### Passage provided
Category Archives: Bed Bug Resources

How Bed Bugs Can Impact Your Job

My friend is understandably upset. Her landlord stopped by this weekend. Bed bugs have been found in one of the units in her apartment complex. Not in her building, thank heavens, but close enough to cause concern.

Of course, my friend is worried about getting bed bugs in her home, but she is more concerned about how this might affect her job. She works as an aide to hospice patients. Should bed bugs spread to her apartment building, she is extremely worried about spreading them to her patients. Skin breakdown is a serious problem for people who are bedridden. For her patients, bed bug bites could cause not only extreme discomfort, but bed sores, which are both painful and very slow to heal.

My friend is afraid that if she tells her employer, she won’t be scheduled to work. Since she supports a four-year-old son, she can’t afford to lose any income. But she wants to be fair to her employer and patients. My friend went round and round all weekend trying to decide how best to handle the situation. This is what she decided to do:

  • Be proactive. She bought bed bug-proof mattress covers for the two beds in her apartment and encased both her mattresses and box springs. (Click the post title to find out more about mattress encasements.) Since my friend has a limited budget, this will protect her mattress from bed bugs by sealing them out. It will also make it easier to spot and kill bed bugs if they invade her apartment. Not only will the little buggers show up against the cover where they can be vacuumed up or smashed, but they won’t be able to hide in her bed.
  • Minimize socialization. She made the decision to minimize social contact with other people in her apartment complex. Not an easy decision for a 26-year-old single mom, but a wise one. Bed bugs are easily spread on clothing and an infected friend could unwittingly bring them into her apartment. Or she could become infected visiting a friend in an infested apartment. Since bed bug activity may be hard to spot in the early stages of an infestation, my friend made a wise, if difficult, choice.
  • Daily inspections. She carefully inspects her body (and her son’s) for welts and her bed for dark smears — both evidence of bed bug activity — every day.
  • Tell your employer. She did tell her employer who, largely because of the proactive measures she had already put into place, was more supportive than she expected.

If bed bugs spread to her unit, my friend will have to take more drastic steps to protect herself; but for the time being, with the menace two buildings away, she is doing all she can to ensure that neither she nor her patients become infected.

### Your instructions
Summarize the bed bug post in two sentences. The data that comes next has no connection to the bed bug post.

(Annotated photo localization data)
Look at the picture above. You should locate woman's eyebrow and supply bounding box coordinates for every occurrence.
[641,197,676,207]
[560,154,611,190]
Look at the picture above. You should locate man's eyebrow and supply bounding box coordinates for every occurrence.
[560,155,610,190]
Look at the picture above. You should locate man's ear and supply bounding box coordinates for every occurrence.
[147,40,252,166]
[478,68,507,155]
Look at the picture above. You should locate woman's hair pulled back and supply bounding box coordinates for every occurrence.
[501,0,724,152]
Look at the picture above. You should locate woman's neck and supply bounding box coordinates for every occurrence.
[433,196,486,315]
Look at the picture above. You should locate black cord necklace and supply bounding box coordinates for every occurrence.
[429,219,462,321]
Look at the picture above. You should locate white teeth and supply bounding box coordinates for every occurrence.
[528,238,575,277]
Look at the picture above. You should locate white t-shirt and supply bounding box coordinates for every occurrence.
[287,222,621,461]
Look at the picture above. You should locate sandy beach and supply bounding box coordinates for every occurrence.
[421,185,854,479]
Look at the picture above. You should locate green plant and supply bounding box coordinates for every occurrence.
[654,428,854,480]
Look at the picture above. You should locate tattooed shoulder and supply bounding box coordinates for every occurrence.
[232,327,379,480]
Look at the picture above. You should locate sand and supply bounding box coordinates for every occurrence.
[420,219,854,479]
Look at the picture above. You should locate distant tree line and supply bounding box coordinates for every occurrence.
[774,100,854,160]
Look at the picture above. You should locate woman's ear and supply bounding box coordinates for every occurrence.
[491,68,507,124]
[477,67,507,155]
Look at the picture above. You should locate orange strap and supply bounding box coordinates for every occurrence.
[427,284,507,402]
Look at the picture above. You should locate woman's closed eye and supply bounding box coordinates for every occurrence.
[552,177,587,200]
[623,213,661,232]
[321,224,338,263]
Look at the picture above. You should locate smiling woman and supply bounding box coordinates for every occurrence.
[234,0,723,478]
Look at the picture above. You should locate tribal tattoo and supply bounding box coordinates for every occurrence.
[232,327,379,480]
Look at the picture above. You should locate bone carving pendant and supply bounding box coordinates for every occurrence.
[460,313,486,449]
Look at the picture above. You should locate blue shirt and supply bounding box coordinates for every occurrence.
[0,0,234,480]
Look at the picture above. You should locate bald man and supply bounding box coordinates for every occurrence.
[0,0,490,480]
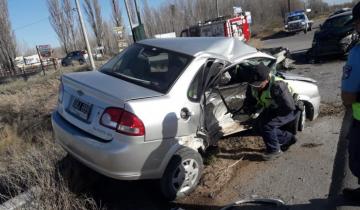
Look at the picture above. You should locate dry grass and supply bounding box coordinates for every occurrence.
[249,38,263,49]
[0,65,98,209]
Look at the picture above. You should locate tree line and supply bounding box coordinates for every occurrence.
[47,0,123,54]
[0,0,358,74]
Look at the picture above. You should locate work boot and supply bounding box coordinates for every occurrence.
[280,136,297,152]
[263,150,283,161]
[343,188,360,202]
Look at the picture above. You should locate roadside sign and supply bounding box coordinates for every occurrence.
[125,0,140,28]
[37,44,51,58]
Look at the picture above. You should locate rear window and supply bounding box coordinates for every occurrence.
[100,44,192,93]
[323,15,352,29]
[288,15,305,22]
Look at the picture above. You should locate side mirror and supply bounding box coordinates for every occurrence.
[219,72,231,86]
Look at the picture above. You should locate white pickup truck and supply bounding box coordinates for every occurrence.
[285,10,313,33]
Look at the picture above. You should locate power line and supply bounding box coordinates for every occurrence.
[14,16,50,31]
[13,8,76,31]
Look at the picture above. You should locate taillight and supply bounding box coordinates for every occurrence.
[58,80,64,103]
[100,108,145,136]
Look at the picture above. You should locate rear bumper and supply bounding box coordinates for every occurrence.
[309,96,321,120]
[51,111,173,180]
[285,27,305,33]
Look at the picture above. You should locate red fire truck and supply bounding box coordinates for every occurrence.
[180,12,251,42]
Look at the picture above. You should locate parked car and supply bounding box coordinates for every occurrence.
[308,11,359,61]
[61,50,88,66]
[285,10,313,33]
[329,7,351,17]
[52,37,320,199]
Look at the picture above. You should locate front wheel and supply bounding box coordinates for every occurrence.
[160,147,204,200]
[298,105,306,131]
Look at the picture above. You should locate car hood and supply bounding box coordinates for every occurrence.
[314,29,353,40]
[277,72,317,83]
[288,20,305,25]
[63,71,164,101]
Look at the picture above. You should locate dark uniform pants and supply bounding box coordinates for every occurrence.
[257,110,296,152]
[347,120,360,184]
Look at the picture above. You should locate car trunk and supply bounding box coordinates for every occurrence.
[58,71,163,141]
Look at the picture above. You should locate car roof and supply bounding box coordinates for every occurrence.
[327,10,352,20]
[138,37,258,61]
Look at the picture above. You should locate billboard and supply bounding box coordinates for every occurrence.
[37,44,52,58]
[124,0,140,28]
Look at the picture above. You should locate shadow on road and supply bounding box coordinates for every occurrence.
[261,31,292,41]
[291,49,345,65]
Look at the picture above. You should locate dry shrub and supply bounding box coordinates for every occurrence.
[0,67,98,209]
[248,38,263,49]
[0,132,97,209]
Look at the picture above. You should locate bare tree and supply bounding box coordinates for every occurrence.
[63,0,78,50]
[47,0,76,53]
[141,0,306,37]
[83,0,104,49]
[110,0,123,27]
[0,0,16,72]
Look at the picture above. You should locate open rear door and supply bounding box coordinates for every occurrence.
[198,60,248,144]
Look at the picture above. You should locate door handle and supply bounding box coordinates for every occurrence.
[180,107,192,120]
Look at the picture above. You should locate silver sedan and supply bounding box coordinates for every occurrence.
[52,37,320,199]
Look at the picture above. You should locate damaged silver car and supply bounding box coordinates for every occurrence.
[52,37,320,199]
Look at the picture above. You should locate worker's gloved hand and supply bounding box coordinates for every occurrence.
[250,108,264,120]
[250,112,260,120]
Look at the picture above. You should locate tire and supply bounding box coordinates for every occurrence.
[160,147,204,200]
[298,104,306,131]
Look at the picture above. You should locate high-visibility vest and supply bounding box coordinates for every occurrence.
[352,102,360,121]
[352,41,360,121]
[251,75,294,109]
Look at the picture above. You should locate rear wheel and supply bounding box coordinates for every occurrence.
[160,147,203,200]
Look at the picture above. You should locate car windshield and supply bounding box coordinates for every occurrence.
[100,44,192,93]
[323,15,352,29]
[288,15,305,22]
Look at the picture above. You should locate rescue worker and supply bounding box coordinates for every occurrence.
[341,3,360,201]
[244,63,297,160]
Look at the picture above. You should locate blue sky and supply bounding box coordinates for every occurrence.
[8,0,349,52]
[8,0,164,51]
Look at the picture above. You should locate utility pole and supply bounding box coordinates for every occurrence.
[288,0,291,12]
[36,45,45,76]
[215,0,220,17]
[124,0,146,42]
[75,0,96,71]
[170,4,175,32]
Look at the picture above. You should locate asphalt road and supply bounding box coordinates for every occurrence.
[66,24,360,210]
[214,25,360,210]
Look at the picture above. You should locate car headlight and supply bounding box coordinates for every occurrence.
[58,80,64,103]
[340,34,354,45]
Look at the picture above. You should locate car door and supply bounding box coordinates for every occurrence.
[319,15,352,55]
[201,57,276,139]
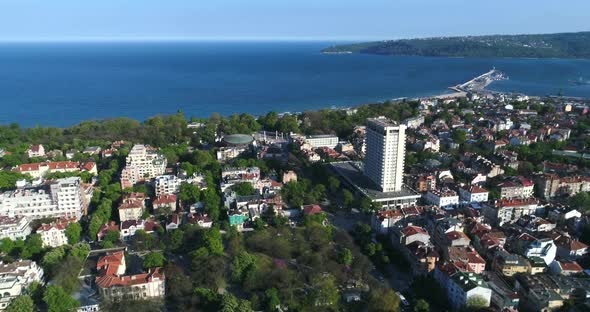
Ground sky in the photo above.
[0,0,590,41]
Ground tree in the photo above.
[328,176,340,193]
[21,234,43,259]
[340,248,352,267]
[230,251,256,282]
[233,182,256,196]
[467,295,489,309]
[178,182,201,206]
[369,288,400,312]
[452,129,467,144]
[264,287,281,312]
[0,237,15,254]
[166,229,184,252]
[220,292,252,312]
[65,222,82,245]
[569,192,590,212]
[414,299,430,312]
[342,189,354,208]
[203,227,223,256]
[4,295,35,312]
[143,252,166,270]
[310,275,340,307]
[43,285,80,312]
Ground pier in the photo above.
[449,68,508,92]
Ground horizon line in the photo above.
[0,36,380,43]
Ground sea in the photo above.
[0,41,590,127]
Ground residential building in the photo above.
[391,225,430,246]
[524,238,557,265]
[424,189,459,208]
[186,213,213,229]
[0,177,92,220]
[220,167,261,193]
[447,272,492,311]
[304,134,340,149]
[537,173,590,199]
[555,235,588,260]
[95,251,166,301]
[119,193,146,222]
[483,198,540,225]
[27,144,45,158]
[12,161,80,179]
[37,218,78,248]
[364,117,406,192]
[493,250,531,276]
[121,144,167,188]
[154,175,182,196]
[549,260,584,276]
[497,177,535,199]
[446,246,486,274]
[459,185,489,203]
[152,194,176,212]
[0,260,43,310]
[413,175,436,193]
[0,216,31,240]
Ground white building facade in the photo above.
[364,117,406,192]
[0,177,87,220]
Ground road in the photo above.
[328,209,413,293]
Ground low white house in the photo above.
[0,260,43,310]
[459,185,489,203]
[447,272,492,311]
[0,216,31,240]
[424,189,459,208]
[37,218,77,248]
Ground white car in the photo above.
[396,291,410,307]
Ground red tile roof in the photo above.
[303,204,322,215]
[402,225,428,236]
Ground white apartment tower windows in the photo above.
[365,117,406,192]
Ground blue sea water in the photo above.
[0,42,590,126]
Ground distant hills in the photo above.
[322,31,590,58]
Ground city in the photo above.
[0,81,590,311]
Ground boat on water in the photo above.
[570,77,590,86]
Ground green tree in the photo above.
[264,287,281,312]
[203,227,223,256]
[65,222,82,245]
[178,182,201,206]
[368,288,400,312]
[467,295,489,309]
[310,275,340,307]
[232,182,256,196]
[43,285,80,312]
[414,299,430,312]
[230,251,256,282]
[143,252,166,270]
[569,192,590,212]
[0,237,15,254]
[452,129,467,145]
[21,234,43,259]
[340,248,353,266]
[328,176,340,193]
[342,189,354,208]
[4,295,35,312]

### Response
After bed bugs were found in a nearby unit of her apartment complex, the writer's friend, a hospice aide supporting a four-year-old son, worried about spreading them to her bedridden patients and about losing work if she told her employer. She encased her mattresses and box springs, limited social contact within the complex, inspected herself, her son and her bed every day, and then told her employer, who was more supportive than she expected.